Photo labels with boxes:
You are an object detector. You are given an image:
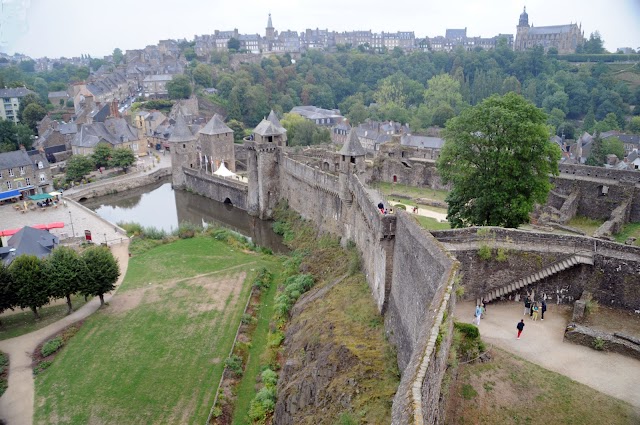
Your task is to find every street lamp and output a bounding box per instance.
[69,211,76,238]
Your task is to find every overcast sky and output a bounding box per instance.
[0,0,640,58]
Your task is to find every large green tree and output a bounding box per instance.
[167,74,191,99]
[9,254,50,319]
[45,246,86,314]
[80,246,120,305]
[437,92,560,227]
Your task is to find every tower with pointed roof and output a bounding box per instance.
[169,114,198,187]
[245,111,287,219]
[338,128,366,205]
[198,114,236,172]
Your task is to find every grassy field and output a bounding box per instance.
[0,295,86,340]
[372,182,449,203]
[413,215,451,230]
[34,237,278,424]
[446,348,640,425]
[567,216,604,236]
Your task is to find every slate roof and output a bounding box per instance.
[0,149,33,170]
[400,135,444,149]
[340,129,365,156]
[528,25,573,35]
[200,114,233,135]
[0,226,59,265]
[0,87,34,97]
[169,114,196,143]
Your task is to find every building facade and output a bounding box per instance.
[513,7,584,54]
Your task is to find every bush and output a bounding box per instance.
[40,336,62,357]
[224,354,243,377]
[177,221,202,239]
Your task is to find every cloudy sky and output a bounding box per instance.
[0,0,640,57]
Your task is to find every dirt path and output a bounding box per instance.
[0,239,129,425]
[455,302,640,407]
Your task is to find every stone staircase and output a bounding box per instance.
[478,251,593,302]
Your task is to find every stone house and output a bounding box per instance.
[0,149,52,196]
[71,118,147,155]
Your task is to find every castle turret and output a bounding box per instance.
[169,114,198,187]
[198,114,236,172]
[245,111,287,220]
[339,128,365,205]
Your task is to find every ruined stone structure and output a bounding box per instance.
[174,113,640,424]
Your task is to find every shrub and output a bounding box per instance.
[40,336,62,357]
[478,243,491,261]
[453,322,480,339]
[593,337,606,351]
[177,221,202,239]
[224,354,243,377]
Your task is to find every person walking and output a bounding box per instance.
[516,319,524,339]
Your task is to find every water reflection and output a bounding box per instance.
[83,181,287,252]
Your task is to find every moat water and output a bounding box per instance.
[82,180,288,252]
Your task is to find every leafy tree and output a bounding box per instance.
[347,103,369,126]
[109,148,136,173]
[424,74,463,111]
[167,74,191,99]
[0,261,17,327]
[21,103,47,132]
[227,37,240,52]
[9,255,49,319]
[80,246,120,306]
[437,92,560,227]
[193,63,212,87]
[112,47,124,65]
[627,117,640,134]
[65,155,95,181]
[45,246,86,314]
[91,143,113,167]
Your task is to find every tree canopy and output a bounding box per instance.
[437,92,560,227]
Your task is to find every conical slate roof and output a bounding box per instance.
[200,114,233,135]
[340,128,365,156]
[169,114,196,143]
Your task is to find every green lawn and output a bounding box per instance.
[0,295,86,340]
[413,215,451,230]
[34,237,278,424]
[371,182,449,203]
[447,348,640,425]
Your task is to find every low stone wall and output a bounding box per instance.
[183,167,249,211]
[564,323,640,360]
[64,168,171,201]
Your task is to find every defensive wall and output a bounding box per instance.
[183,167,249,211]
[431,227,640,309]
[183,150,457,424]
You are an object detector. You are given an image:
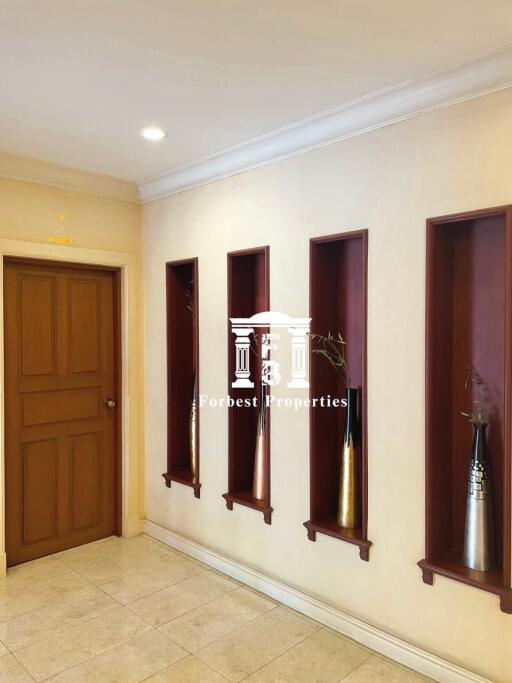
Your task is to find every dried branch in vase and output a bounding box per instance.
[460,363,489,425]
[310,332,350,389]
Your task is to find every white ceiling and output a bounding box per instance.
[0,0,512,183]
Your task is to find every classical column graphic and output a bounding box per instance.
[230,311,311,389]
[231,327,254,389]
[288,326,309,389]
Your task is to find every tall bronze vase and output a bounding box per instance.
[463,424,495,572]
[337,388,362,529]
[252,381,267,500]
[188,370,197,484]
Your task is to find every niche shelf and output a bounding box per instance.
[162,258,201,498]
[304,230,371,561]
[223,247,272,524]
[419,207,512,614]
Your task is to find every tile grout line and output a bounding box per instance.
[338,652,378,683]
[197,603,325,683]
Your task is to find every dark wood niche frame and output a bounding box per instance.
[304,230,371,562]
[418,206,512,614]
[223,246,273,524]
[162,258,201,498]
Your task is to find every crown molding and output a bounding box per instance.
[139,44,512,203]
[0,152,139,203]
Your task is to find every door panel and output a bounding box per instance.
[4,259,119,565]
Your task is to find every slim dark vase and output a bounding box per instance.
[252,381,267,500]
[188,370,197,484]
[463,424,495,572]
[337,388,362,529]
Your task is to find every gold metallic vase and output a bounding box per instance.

What the task requires:
Quote the line that contains "Your task is to find every white" and each line after it through the end of the data, exactly, leaving out everything else.

Result of the task:
Your task is to find every white ceiling and output a bounding box per instance.
[0,0,512,183]
Your task is to find every classical column graphic and output a bounding box per instance.
[230,311,311,389]
[231,327,254,389]
[288,326,309,389]
Your task is to find every tall bronze vase and output a bounding box per instance.
[463,424,495,572]
[337,388,362,529]
[252,381,267,500]
[188,370,197,484]
Your task is to find every niche shelf and output a bounding box per instance.
[162,258,201,498]
[304,230,371,561]
[223,247,272,524]
[419,207,512,614]
Your task is to find every tile grout line and output a bounding box per instance.
[338,652,378,683]
[197,603,325,683]
Your task is to find every dark wood niche frame and output a bounding box per instance.
[304,230,371,562]
[418,206,512,614]
[223,246,273,524]
[162,258,201,498]
Your task is to find every crown molding and output a bounding box per instance.
[139,44,512,203]
[0,152,139,203]
Your task is to find every door panel and output a bounding box per instance.
[4,259,119,565]
Your task is to find every slim dark vase and output a bounding box per instance.
[252,381,267,500]
[188,370,197,484]
[463,424,495,572]
[337,388,362,529]
Your task is to find every gold metallic vase and output a bounding box per instance.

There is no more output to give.